Format the entries below as a numbered list with no blank lines, and leave the pictures out.

— START —

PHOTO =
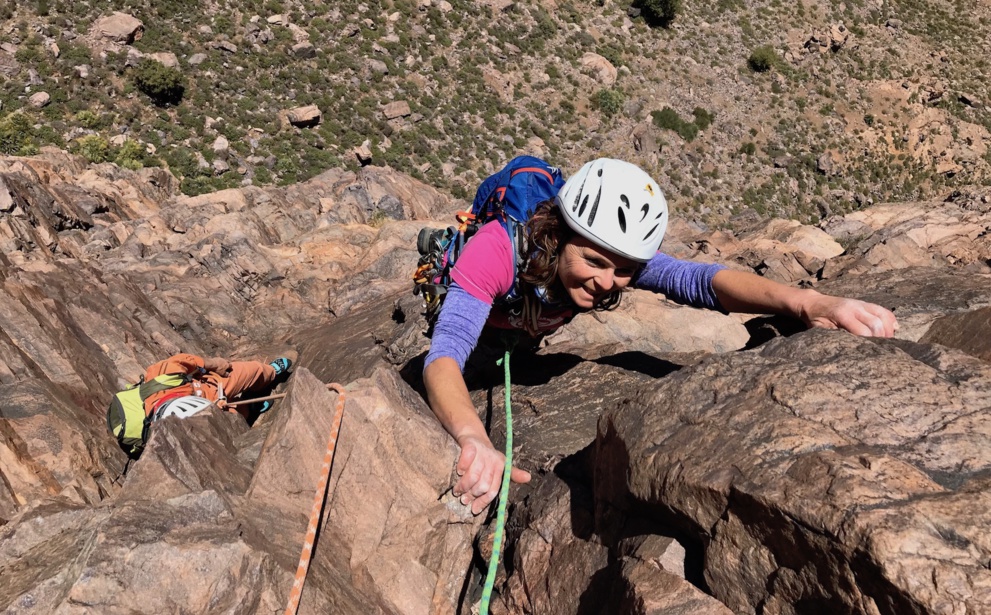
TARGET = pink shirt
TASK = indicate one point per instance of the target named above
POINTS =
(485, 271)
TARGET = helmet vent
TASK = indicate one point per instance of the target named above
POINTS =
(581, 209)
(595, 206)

— END —

**Response:**
1. PHOTO =
2. TARGET = pink shirt
3. TASK = indicate one point per instance of the target named above
4. POINTS =
5. (485, 271)
6. TARGET = helmet vent
7. TASK = indicate one point per instance of the target named above
8. POINTS =
9. (581, 209)
10. (595, 206)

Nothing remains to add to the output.